■ SUPPLIED MATERIAL:
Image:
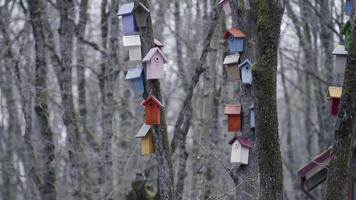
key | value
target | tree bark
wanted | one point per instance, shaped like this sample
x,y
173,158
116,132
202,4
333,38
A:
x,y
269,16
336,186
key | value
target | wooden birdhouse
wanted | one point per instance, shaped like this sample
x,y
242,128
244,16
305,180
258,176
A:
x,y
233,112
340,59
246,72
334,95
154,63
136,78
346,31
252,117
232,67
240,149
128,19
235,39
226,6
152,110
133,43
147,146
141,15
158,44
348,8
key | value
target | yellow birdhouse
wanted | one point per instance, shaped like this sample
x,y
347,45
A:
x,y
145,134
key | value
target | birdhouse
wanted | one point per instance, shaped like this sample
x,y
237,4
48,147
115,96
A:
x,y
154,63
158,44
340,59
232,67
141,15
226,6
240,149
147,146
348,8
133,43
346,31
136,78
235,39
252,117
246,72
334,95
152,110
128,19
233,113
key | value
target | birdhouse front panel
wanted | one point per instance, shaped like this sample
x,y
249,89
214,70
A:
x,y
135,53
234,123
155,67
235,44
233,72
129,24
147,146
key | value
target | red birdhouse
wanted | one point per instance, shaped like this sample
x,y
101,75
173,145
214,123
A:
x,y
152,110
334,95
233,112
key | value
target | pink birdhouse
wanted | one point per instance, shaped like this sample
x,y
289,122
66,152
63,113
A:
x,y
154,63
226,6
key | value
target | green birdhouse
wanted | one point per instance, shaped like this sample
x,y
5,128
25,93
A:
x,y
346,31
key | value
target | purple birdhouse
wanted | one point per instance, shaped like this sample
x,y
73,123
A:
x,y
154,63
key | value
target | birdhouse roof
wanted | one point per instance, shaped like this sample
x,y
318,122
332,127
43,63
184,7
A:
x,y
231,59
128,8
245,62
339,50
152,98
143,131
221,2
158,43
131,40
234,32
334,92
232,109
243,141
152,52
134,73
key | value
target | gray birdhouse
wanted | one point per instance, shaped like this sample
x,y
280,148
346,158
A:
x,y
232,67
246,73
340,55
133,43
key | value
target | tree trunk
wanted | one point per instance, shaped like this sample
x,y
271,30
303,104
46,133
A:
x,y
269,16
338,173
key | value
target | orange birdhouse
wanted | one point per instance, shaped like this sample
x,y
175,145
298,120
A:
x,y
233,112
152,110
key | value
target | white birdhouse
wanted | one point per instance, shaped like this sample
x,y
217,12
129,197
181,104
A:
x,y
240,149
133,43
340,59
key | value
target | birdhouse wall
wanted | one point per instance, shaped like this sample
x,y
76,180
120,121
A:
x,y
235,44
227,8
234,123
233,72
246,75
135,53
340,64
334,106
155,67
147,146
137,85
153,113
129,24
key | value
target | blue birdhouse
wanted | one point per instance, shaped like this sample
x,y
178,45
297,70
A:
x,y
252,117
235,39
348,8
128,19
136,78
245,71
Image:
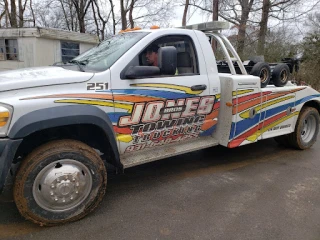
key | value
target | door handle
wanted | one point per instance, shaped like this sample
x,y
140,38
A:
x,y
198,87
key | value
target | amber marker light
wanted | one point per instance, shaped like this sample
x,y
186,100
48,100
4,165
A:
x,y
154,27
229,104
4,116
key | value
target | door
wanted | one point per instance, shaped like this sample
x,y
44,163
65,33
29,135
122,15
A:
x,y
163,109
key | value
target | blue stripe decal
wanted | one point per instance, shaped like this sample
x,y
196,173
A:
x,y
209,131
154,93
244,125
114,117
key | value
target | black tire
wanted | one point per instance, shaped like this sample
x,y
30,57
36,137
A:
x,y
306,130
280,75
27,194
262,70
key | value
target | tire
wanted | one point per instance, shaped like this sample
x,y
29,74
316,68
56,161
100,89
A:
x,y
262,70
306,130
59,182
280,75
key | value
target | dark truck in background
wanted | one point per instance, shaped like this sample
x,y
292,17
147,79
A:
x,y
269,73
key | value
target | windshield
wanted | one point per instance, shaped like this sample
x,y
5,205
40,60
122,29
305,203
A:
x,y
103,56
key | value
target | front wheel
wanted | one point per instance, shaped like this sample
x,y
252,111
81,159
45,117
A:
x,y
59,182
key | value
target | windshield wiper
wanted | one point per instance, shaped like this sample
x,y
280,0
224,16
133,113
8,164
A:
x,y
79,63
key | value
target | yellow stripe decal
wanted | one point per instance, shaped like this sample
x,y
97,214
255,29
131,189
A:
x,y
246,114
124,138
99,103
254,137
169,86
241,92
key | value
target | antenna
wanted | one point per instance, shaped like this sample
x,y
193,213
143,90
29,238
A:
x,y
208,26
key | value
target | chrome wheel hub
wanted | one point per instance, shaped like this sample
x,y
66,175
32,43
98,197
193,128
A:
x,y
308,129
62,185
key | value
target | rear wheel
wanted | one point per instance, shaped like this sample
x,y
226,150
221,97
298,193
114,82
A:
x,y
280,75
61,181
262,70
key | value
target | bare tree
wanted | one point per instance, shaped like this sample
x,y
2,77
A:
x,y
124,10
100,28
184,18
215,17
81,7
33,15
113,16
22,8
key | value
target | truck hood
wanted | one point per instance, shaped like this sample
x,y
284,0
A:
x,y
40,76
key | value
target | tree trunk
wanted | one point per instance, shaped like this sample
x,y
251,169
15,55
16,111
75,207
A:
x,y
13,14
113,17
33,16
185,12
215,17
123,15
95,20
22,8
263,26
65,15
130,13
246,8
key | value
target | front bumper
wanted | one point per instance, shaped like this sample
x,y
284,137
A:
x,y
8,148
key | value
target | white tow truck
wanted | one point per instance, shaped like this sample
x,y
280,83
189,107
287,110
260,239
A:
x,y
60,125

■ PROBLEM TO SOLVE: Copy out all the entries exactly. Images stay out of the copy.

■ THE RESPONSE:
Image:
key | value
target | tree bark
wanted | one point per instance, shaped like this sample
x,y
173,158
116,132
202,4
333,38
A:
x,y
269,16
336,186
key | value
target | wooden birdhouse
wanted | one point per instance, shaped like this sample
x,y
242,128
244,16
305,180
258,176
A:
x,y
233,112
340,59
246,72
334,95
154,63
136,78
346,31
252,117
232,67
240,149
128,19
235,39
226,6
152,110
133,43
147,146
141,15
158,44
348,8
key | value
target | yellow birdhouse
wanted | one point per instance, shaped like this sample
x,y
347,45
A:
x,y
145,134
key | value
target | birdhouse
wanted | one point per instance, shaped like this sample
x,y
237,4
48,147
115,96
A:
x,y
154,63
158,44
340,59
232,67
141,15
226,6
240,149
147,146
348,8
133,43
346,31
136,78
235,39
252,117
246,72
334,95
152,110
128,19
233,113
key | value
target | birdhouse front panel
wanted | one point per instance, shaped like this sample
x,y
249,89
214,70
A:
x,y
135,53
234,123
155,67
235,44
233,72
129,24
147,146
key | value
target | red birdhouse
wanted | one point per instance, shaped like this sample
x,y
101,75
173,145
214,123
A:
x,y
152,110
334,95
233,112
key | value
target | pink birdhouse
wanted | one point per instance, shaped like this sample
x,y
289,122
66,152
63,113
A:
x,y
154,63
226,6
key | value
target | green birdhouse
wanted | one point per instance, shaped like this sample
x,y
5,128
25,93
A:
x,y
346,31
key | value
target | purple birdhouse
wanted | one point per instance, shaped like this sample
x,y
73,123
A:
x,y
154,63
key | value
target | birdhouse roof
wanted | one point per instance, shaped like this sample
x,y
318,122
332,127
43,63
184,7
A:
x,y
231,59
128,8
245,62
339,50
152,98
143,131
221,2
158,43
131,40
234,32
334,92
232,109
243,141
152,52
134,73
key | value
target | gray birdhouse
wanted | one point per instance, shaped like this sample
x,y
280,148
346,158
A:
x,y
232,67
246,73
340,55
133,43
key | value
target | tree trunk
wanted | one point per instance, shaped like this sample
x,y
271,30
303,104
46,133
A:
x,y
269,16
338,173
key | value
target | orange birdhouse
wanted | one point per instance, shaped like this sample
x,y
175,145
298,120
A:
x,y
233,112
152,110
key | value
target | white birdhouse
wanted | one point per instance, shaped like this sample
x,y
217,12
129,197
181,104
A:
x,y
240,149
133,43
340,59
key | value
target | birdhouse wall
wanted | one point per instance, shaped like this sample
x,y
76,180
120,121
A:
x,y
235,44
227,8
234,123
233,72
246,75
135,53
340,64
334,106
155,67
147,146
137,85
153,113
129,24
key | value
target | blue birdhouse
wanted | one point per instance, shaped like this sample
x,y
178,45
297,70
A:
x,y
252,117
235,39
348,8
128,19
136,78
245,71
Image:
key | value
target | door handle
wanted | one point per instance, shaped like this sample
x,y
140,38
A:
x,y
198,87
key | value
target | amber marker light
wanted | one point per instance, shaped like this sample
x,y
186,100
48,100
4,165
A:
x,y
154,27
229,104
4,116
key | value
target | door
wanted | one point per instance, shaped like this sample
x,y
44,163
65,33
29,135
122,15
A:
x,y
163,109
key | value
target | blue stripe decal
wanted | one point per instance, shaped like this sample
x,y
196,173
A:
x,y
209,131
154,93
244,125
114,117
key | value
target | black tire
wanted | one point per instance, shaped like this sample
x,y
30,57
36,137
A:
x,y
306,130
280,75
27,194
262,70
key | value
target | tire
wanted | one point per instance, shaped like this sample
x,y
29,74
316,68
56,161
100,89
A:
x,y
262,70
306,130
59,182
280,75
key | value
target | dark truck in background
wanted | one point per instance, shaped like this sample
x,y
292,17
147,79
A:
x,y
269,73
key | value
target | windshield
wanted | one point per instance, shaped like this sample
x,y
5,205
40,60
122,29
305,203
A:
x,y
103,56
key | value
target | front wheel
wanted | one point per instance, shaped like this sample
x,y
252,111
81,159
45,117
A:
x,y
59,182
key | value
target | windshield wiper
wanted | one point per instance, shaped like this sample
x,y
280,0
224,16
133,113
8,164
A:
x,y
79,63
key | value
target | yellow stripe decal
wanted | one point per instance, shaped like this sample
x,y
97,214
255,29
131,189
A:
x,y
246,114
124,138
99,103
254,137
169,86
241,92
key | value
target | antenna
wanted | one point per instance, shaped like this sample
x,y
193,213
143,90
29,238
A:
x,y
208,26
key | value
target | chrome wheel hub
wanted | one point per instance, shaped like this sample
x,y
66,175
32,43
98,197
193,128
A:
x,y
308,129
62,185
key | value
target | rear wheel
wanted | one point per instance, shaped like this sample
x,y
226,150
221,97
298,193
114,82
A:
x,y
280,75
61,181
262,70
key | value
target | bare tree
wanted | one point per instance, shaped like this sample
x,y
2,77
A:
x,y
124,10
100,28
184,18
215,17
81,7
33,15
113,16
22,8
key | value
target | truck hood
wanted | one point per instance, shaped like this sample
x,y
284,0
A:
x,y
40,76
key | value
target | tree trunk
wanted | one point per instance, shaped like this sample
x,y
251,169
15,55
16,111
75,207
A:
x,y
13,14
113,17
33,16
185,12
215,17
123,15
95,20
22,8
263,26
65,15
130,13
246,8
key | value
target | front bumper
wanted | one point per instance, shaped like this sample
x,y
284,137
A:
x,y
8,148
key | value
target | white tow truck
wanted | one point per instance, shaped like this sample
x,y
280,83
189,107
287,110
260,239
A:
x,y
60,125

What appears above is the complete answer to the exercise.